[Data for processing start]

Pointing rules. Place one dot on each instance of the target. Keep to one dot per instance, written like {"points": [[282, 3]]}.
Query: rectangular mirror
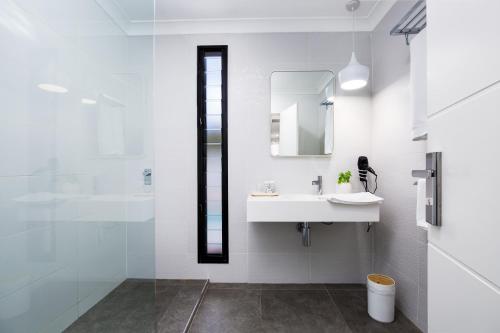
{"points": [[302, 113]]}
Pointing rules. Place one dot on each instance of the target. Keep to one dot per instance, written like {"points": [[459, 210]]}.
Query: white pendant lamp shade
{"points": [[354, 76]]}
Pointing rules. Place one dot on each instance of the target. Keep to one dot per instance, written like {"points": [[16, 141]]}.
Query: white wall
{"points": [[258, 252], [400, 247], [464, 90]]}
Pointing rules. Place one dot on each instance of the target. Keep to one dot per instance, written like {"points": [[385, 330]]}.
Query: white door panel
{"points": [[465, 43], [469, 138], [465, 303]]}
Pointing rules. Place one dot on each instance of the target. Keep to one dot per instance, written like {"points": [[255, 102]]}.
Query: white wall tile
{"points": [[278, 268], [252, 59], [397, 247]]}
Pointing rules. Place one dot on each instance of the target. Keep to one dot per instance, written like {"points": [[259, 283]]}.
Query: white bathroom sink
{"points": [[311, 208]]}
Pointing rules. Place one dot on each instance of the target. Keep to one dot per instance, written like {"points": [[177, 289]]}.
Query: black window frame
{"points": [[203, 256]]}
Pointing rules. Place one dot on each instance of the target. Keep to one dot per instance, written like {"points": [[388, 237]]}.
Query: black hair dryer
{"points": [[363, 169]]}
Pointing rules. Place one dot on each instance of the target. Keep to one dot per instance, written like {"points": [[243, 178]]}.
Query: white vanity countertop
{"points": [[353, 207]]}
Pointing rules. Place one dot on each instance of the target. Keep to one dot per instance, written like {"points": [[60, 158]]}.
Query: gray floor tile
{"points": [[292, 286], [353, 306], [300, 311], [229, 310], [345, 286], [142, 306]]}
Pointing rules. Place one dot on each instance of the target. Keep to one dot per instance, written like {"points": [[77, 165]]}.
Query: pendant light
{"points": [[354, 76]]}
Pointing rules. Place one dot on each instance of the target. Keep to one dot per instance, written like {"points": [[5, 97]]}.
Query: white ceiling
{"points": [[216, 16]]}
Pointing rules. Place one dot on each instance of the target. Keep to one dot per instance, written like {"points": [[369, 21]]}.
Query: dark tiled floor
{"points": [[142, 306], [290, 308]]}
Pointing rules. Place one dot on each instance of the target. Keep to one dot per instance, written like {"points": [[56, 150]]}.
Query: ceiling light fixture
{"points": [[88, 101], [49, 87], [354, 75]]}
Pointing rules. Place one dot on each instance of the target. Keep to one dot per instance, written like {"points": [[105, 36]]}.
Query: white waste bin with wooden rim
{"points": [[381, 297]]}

[Data for processing end]
[Data for processing start]

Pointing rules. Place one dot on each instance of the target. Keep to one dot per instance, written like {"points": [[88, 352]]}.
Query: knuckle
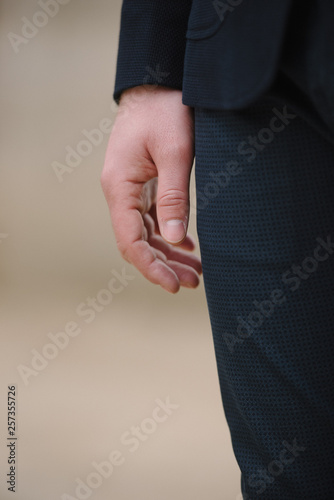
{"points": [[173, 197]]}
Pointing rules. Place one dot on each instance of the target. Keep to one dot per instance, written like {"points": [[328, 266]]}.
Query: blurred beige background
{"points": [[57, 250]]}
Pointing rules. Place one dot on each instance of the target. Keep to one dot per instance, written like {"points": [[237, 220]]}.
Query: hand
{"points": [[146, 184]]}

[Data for processing end]
[Data for processing start]

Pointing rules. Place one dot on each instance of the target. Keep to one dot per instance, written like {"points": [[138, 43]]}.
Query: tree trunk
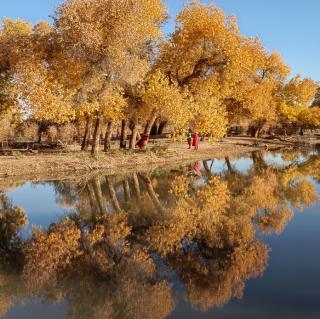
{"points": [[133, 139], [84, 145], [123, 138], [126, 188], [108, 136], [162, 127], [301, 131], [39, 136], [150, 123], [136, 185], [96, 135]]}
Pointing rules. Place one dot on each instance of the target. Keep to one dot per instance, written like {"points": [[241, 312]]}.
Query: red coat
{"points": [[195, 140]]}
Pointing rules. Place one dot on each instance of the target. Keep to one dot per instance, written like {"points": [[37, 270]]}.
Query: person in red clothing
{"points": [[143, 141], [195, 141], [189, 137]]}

[Data for processing end]

# Problem statement
Pull out every line in the records above that contains the word "ceiling", treating uppercase and lowercase letters as different.

# The response
Query: white ceiling
Query: ceiling light fixture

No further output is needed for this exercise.